Un génie hongrois

La poignée de Sonates de Beethoven enregistrées par Andor Földes pour la Deutsche Grammophon au début de la stéréophonie aura bercé mon enfance, sous étiquette Heliodor ou Résonance.

Réservés au marché allemand, un oncle me ramenait ces disques de ses périples Outre-Rhin, je me souviens encore de cette stupéfaction ressentie à l’écoute de l’Allegro assai qui ouvre l’Appassionata, cette rage, cette éloquence. Puis, le vaste chant de l’Andante s’élevait, sculpté. Ce piano qui va jusqu’au bout du clavier, épuise ses capacités de résonance, cerne les dynamiques, expose tout dans une lumière où le moindre détail de la partition s’entend, mieux ! se voit, le revoici dans ce qui semble être la suite d’une réédition de tout son legs DG entrepris par Cyrus Meher-Homji.

PROBLÈME À TRAITER:
Prolongez le texte sur les enregistrements de Beethoven par Andor Földes en reprenant juste après sa dernière phrase.

LISTE FOURNIE:
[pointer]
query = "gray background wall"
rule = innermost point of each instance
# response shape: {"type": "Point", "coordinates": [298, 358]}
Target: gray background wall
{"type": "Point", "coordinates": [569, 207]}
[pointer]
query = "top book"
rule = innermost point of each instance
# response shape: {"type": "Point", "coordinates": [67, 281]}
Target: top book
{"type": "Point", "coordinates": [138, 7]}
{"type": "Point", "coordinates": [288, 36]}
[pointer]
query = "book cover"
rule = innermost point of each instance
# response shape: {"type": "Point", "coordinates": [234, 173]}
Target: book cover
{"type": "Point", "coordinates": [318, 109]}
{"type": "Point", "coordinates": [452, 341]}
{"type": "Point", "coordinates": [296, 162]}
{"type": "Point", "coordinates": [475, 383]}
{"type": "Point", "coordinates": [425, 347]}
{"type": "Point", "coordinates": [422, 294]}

RÉPONSE CI-DESSOUS:
Tout ici va à l’essentiel, les œuvres paraissent dans leur intégrité, suivre Andor Földes partition en main, c’est réaliser à quel point le texte est compris, respecté, intégré à la nature même du jeu fusant et pourtant absolument contrôlé du pianiste hongrois.

Les paysages de la Waldstein sont calligraphiés, même le sfumato y est précis, La Tempête évite toute musique descriptive pour avouer ce qu’elle est, un opus où la psyché, l’humeur, dominent. La Pastorale surprend par son détachement, sa hauteur de vue. Mais un degré supplémentaire est franchi avec l’Opus 101, véritable marbre qu’anime un discours d’une logique imparable jusque dans ses moindres détails, un monument dont les proportions idéales animent également l’Opus 109, dont le Gesangvoll étreint plus par l’émotion que par le sentiment.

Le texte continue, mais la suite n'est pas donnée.